Natural language region descriptions
--------------------------------

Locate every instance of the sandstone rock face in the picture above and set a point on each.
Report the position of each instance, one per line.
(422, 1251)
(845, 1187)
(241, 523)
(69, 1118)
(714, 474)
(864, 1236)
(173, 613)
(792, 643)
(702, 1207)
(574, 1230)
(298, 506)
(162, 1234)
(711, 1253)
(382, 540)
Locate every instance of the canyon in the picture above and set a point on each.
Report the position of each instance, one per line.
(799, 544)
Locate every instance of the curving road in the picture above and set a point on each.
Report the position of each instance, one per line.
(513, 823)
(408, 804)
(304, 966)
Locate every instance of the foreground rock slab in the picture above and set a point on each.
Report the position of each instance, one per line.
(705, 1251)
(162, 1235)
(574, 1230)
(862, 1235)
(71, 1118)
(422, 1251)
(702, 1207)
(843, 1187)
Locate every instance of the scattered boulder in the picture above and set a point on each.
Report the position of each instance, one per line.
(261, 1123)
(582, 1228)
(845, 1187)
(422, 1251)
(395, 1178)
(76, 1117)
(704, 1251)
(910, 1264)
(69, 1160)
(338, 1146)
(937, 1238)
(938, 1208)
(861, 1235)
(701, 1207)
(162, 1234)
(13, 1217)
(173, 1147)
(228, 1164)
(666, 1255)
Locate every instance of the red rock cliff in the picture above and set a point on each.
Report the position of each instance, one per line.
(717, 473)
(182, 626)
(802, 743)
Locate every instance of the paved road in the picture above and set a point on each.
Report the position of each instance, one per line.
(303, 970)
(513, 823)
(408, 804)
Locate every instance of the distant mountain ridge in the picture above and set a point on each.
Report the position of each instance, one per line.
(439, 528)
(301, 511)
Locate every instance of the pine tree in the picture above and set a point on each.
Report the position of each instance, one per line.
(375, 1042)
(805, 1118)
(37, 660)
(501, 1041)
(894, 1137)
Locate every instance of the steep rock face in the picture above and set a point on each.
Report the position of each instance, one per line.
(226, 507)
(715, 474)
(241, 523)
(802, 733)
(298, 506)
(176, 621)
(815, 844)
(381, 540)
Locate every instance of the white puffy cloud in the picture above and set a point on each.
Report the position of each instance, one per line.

--------------------------------

WHAT THIS TASK INVOLVES » State how many lines of the data contain the word "road". Nothing besides the number belongs in the reply.

YOUR SOLUTION » 2